=== Section Start ===

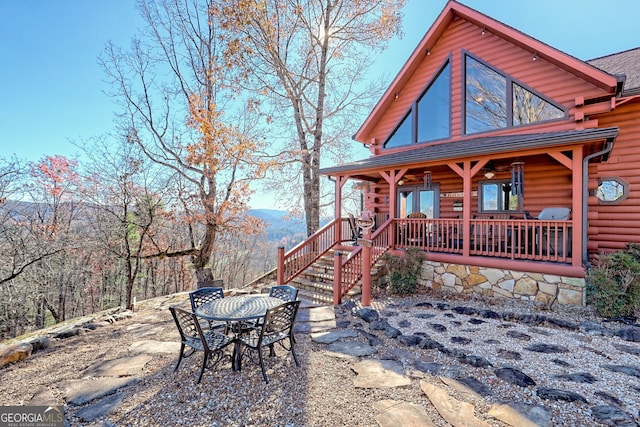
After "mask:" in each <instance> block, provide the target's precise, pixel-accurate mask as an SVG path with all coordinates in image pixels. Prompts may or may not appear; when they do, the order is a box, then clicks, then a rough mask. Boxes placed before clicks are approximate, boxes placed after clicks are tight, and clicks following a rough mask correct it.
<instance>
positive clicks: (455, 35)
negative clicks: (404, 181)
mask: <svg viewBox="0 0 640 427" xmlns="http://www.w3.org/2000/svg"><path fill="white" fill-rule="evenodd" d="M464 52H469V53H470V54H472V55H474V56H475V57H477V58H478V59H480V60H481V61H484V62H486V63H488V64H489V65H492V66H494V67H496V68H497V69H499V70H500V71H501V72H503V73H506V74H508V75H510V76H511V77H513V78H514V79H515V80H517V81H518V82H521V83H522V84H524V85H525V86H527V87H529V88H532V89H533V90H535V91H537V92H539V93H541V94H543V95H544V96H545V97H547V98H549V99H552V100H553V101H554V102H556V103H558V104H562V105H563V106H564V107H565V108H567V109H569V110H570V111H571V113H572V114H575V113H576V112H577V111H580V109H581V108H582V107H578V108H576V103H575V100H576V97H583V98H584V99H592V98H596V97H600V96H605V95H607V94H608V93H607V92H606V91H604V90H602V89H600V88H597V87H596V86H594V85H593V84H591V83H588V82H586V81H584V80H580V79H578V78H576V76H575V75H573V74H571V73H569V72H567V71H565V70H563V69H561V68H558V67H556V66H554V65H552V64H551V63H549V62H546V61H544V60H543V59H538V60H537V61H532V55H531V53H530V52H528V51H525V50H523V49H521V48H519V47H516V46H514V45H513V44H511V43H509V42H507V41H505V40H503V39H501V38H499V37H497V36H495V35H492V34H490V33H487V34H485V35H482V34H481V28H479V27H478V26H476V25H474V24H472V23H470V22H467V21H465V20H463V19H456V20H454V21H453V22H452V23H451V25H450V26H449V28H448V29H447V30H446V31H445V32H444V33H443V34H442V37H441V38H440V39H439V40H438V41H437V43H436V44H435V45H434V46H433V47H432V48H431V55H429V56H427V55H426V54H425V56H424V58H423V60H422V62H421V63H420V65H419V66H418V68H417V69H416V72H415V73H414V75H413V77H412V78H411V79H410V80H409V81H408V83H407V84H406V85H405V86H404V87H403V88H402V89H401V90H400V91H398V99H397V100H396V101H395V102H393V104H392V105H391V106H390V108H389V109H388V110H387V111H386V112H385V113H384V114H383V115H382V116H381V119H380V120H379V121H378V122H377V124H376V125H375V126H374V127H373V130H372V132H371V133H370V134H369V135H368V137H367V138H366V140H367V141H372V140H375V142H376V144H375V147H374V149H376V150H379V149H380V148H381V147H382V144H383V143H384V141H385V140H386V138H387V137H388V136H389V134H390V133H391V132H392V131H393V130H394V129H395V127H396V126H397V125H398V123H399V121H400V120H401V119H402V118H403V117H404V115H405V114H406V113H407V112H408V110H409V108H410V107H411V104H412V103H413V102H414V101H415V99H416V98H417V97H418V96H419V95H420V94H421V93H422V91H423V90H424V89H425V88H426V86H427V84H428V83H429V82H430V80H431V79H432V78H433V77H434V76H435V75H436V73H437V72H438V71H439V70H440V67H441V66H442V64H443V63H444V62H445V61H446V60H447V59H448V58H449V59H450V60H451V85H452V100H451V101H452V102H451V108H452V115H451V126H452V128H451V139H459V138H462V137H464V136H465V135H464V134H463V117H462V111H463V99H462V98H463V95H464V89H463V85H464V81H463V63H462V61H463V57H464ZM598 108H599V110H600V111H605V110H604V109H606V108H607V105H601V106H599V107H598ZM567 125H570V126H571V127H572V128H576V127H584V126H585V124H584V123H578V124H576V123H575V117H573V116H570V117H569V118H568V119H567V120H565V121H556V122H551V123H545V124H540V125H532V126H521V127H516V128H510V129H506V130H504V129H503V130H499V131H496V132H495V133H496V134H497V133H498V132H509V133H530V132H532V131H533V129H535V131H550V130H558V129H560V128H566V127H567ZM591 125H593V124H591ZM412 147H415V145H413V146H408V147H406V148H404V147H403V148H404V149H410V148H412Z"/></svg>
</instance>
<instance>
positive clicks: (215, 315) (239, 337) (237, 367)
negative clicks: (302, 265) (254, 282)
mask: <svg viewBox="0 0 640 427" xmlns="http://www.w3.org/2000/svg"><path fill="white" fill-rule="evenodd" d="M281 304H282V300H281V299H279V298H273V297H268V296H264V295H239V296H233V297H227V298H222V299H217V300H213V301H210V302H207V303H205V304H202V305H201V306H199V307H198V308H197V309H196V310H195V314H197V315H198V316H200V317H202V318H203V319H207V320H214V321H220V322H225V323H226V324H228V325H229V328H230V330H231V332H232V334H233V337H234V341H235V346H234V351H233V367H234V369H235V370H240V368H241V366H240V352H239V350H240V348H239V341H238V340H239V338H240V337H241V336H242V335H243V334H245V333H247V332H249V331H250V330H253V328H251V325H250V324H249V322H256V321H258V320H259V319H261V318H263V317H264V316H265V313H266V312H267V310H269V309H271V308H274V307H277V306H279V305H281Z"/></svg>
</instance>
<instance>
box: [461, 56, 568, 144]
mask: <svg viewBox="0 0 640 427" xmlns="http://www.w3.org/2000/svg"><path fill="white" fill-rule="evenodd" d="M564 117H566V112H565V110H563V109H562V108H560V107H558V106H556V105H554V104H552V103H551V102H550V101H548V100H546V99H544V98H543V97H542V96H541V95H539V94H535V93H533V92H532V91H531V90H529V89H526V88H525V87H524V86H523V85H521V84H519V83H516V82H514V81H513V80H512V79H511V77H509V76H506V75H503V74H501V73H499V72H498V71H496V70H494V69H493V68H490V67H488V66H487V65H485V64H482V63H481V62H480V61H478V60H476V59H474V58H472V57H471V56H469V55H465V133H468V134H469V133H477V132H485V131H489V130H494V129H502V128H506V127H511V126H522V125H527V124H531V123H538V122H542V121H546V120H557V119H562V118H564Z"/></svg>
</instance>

=== Section End ===

WORK TO BE COMPLETED
Which lines of the listing above contain the string "positive"? Copy out each of those lines in full, treating uppercase and lowercase as different.

ANSWER TO THE PROBLEM
positive clicks: (455, 35)
positive clicks: (215, 315) (239, 337) (237, 367)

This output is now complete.